▶ **Instruction**
Can you gather every line in the items below that contains the string "number" and copy each one in full, counting only matches with the same case?

——————

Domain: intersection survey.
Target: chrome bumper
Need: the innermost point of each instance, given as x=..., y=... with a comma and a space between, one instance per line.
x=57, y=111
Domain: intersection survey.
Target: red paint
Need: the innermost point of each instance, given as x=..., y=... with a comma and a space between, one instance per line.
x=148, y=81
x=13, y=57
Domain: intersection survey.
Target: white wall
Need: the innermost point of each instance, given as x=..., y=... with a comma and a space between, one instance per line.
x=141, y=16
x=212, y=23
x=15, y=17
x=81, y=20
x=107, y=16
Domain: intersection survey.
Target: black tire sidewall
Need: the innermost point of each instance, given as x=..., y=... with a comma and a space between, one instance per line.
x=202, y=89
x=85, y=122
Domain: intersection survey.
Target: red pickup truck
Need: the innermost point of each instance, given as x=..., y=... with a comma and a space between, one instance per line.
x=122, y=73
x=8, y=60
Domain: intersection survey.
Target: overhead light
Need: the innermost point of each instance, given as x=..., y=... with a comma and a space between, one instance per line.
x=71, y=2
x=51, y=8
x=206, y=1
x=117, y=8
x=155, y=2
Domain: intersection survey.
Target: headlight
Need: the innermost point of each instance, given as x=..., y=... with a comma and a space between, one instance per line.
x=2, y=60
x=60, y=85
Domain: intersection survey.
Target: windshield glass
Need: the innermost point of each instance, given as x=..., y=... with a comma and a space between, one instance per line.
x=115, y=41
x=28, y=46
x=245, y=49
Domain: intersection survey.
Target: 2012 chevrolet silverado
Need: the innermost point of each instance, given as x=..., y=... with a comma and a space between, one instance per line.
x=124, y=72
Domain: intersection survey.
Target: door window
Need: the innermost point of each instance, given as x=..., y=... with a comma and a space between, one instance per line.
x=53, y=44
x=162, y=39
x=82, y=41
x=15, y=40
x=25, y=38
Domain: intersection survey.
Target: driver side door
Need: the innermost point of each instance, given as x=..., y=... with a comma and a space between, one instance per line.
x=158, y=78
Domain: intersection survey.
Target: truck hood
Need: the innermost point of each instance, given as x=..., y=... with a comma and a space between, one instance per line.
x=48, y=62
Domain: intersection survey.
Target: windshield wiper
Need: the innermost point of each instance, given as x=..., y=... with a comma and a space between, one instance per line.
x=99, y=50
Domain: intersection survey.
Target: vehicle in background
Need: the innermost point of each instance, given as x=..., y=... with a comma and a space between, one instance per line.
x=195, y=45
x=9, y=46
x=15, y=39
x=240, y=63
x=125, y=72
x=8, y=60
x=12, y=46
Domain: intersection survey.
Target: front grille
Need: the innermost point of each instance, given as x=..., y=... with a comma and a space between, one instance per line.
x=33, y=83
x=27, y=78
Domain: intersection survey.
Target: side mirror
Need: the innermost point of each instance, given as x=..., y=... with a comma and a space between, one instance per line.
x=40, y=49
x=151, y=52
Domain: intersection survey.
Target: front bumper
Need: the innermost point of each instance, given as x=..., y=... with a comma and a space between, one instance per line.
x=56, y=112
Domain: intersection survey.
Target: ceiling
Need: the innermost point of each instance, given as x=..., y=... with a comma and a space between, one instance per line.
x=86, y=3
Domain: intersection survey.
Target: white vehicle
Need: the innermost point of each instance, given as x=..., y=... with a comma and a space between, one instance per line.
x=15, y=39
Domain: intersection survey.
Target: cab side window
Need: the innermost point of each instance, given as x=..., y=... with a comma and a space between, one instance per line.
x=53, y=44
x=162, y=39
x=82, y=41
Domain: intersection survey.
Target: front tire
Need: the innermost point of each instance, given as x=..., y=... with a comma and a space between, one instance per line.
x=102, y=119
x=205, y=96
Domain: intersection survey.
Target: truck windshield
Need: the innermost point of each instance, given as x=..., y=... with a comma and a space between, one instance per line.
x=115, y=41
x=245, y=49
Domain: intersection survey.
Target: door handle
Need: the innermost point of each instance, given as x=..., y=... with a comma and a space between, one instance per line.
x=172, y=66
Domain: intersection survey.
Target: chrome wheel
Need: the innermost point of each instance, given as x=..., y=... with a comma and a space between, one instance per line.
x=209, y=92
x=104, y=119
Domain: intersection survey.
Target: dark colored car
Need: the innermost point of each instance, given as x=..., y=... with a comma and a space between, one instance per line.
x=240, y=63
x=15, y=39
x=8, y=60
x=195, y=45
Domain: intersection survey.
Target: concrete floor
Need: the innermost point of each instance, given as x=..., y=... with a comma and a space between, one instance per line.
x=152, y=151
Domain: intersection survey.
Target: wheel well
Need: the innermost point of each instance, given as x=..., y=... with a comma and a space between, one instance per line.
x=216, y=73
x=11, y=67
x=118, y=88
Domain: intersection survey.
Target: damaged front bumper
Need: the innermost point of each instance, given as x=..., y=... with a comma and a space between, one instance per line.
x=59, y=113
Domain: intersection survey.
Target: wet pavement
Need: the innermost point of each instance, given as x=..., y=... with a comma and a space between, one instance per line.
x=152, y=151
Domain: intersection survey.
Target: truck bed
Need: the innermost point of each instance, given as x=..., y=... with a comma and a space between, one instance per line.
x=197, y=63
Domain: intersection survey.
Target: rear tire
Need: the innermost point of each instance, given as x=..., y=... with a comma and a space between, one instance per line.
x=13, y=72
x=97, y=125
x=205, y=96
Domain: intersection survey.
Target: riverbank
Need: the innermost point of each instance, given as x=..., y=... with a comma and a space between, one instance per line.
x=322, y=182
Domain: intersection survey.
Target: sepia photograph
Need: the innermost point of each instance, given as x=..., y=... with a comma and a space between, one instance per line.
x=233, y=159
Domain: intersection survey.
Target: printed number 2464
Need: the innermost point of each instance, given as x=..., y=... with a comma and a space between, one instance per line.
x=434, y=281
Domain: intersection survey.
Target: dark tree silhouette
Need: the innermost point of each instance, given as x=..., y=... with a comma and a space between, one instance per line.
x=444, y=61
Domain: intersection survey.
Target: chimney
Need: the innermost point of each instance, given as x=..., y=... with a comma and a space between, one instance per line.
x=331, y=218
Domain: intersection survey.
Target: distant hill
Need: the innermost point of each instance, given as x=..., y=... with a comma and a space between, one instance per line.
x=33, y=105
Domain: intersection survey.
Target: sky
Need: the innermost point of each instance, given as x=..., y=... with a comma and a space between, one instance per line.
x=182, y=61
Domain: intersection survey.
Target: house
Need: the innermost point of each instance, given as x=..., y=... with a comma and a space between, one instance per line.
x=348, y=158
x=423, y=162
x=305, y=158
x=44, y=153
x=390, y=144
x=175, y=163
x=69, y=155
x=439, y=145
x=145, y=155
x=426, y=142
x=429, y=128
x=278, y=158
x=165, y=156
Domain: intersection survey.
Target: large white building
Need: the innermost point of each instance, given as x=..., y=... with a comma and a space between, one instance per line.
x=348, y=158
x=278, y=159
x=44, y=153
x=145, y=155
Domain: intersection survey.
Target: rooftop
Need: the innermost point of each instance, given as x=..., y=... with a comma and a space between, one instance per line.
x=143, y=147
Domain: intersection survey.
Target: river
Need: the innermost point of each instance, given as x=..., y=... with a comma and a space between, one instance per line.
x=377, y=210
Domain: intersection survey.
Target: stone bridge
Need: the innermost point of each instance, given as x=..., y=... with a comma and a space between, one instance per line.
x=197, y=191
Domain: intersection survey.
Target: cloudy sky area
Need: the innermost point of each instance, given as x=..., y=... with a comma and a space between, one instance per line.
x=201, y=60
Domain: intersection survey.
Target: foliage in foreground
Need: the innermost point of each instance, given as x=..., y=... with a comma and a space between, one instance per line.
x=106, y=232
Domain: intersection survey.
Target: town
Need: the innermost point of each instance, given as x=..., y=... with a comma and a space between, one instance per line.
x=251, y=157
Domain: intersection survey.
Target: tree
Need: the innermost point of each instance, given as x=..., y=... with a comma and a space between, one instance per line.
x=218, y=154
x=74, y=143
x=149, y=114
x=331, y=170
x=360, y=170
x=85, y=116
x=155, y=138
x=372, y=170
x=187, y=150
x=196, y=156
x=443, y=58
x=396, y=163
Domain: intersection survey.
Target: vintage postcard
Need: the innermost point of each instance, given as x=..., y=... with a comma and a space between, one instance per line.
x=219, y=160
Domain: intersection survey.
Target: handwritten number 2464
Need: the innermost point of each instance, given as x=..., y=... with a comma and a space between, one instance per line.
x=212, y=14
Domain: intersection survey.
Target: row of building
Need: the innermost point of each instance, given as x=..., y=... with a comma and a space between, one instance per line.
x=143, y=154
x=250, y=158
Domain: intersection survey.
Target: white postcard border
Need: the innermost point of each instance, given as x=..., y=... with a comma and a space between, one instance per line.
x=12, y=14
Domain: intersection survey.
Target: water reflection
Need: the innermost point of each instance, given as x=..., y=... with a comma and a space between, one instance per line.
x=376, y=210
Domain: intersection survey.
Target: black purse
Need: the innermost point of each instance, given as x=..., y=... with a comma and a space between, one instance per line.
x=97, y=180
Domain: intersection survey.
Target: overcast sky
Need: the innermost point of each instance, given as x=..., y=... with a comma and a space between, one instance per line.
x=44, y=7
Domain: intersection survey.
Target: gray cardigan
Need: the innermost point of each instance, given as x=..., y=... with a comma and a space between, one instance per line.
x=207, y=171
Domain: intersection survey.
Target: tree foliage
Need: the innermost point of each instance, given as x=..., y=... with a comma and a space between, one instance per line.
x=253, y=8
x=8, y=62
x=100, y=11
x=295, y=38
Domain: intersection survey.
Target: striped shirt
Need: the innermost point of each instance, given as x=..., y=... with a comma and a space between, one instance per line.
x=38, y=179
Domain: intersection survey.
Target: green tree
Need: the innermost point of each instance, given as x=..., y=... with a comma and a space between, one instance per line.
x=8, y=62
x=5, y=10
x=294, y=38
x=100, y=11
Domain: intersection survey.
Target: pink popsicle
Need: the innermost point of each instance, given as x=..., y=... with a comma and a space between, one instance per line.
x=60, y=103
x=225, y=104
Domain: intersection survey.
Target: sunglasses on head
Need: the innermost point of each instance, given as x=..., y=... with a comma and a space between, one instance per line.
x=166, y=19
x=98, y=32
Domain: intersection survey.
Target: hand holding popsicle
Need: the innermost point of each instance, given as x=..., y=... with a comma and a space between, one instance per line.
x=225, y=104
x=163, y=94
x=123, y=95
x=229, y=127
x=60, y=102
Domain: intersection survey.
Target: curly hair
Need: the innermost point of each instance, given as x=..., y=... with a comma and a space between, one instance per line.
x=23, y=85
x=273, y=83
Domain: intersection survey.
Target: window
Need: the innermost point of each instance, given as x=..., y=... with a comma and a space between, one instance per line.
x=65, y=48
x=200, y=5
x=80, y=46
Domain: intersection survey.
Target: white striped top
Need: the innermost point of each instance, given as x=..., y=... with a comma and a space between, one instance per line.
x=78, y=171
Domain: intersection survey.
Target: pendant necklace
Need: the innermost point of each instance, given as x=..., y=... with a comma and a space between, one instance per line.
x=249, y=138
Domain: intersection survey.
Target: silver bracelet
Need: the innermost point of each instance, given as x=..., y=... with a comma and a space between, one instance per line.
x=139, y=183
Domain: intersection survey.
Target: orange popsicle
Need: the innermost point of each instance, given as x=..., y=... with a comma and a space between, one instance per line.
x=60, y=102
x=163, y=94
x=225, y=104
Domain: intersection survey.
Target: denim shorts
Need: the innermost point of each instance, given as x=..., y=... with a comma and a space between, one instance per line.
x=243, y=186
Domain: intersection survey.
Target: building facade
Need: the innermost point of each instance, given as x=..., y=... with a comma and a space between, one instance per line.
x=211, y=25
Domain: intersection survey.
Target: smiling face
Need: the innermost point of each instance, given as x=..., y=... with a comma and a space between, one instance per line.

——————

▶ **Output for this exercise**
Target: printed number 2464
Target: handwritten number 2464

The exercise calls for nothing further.